The task: Arrange the rows as a JSON list of strings, starting at the line containing "Keep to two rules. Tag each instance of the speaker" and ending with the last line of the rows, both included. Give each line its own string and omit any blank lines.

Point annotations for photos:
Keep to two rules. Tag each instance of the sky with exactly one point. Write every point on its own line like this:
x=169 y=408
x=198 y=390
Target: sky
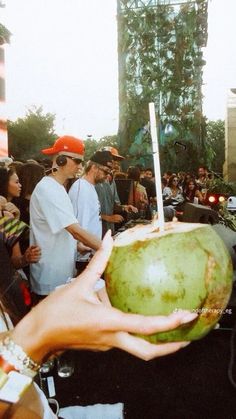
x=63 y=56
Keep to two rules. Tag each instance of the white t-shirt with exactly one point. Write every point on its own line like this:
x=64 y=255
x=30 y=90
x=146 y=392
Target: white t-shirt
x=50 y=213
x=86 y=207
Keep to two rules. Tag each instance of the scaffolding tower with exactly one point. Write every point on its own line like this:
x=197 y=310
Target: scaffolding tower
x=160 y=56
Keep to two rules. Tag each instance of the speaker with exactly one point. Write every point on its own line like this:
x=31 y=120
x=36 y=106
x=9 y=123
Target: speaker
x=61 y=160
x=123 y=188
x=194 y=213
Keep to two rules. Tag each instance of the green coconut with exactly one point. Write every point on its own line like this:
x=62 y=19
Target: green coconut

Expected answer:
[
  "Keep to two rules. Tag each instance of the speaker with exactly one point. Write every point on its own line like this:",
  "x=31 y=120",
  "x=36 y=106",
  "x=9 y=123",
  "Target: speaker",
  "x=61 y=160",
  "x=123 y=188",
  "x=194 y=213",
  "Keep to two rules. Tag each instance of the green coconut with exactly one point. Write every point on its own line like this:",
  "x=62 y=19",
  "Target: green coconut"
]